*** Block opens ***
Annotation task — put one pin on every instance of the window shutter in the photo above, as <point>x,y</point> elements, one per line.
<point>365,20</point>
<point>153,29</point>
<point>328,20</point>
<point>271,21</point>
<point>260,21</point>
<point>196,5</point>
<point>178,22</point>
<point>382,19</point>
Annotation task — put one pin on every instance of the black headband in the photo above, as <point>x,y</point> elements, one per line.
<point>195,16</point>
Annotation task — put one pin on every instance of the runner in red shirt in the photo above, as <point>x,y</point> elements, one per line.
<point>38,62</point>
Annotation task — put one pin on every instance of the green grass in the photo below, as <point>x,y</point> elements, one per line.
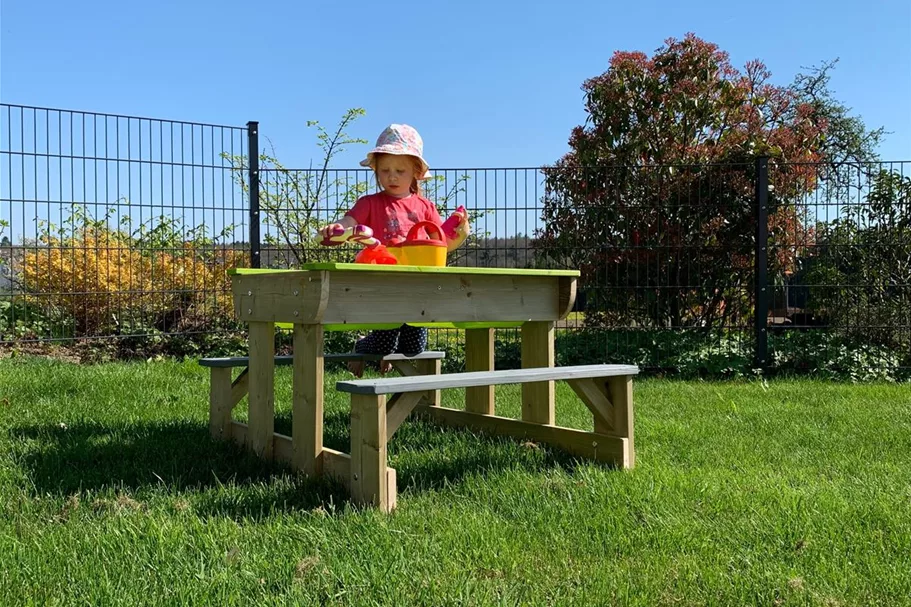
*** Block closes ***
#### What to produce
Reproduce only the lines from the line with "of the runner" to the end of the entries. Keep both ends, copy them exactly, and omit every picture.

#### Written answer
Annotation task — put one pin on every instance of the runner in red shirt in the photo above, as <point>x,y</point> elements, one per line.
<point>38,62</point>
Annotation task — put one pin on every instance of the green grass in the photo below, as <point>x,y</point> elements, one per line.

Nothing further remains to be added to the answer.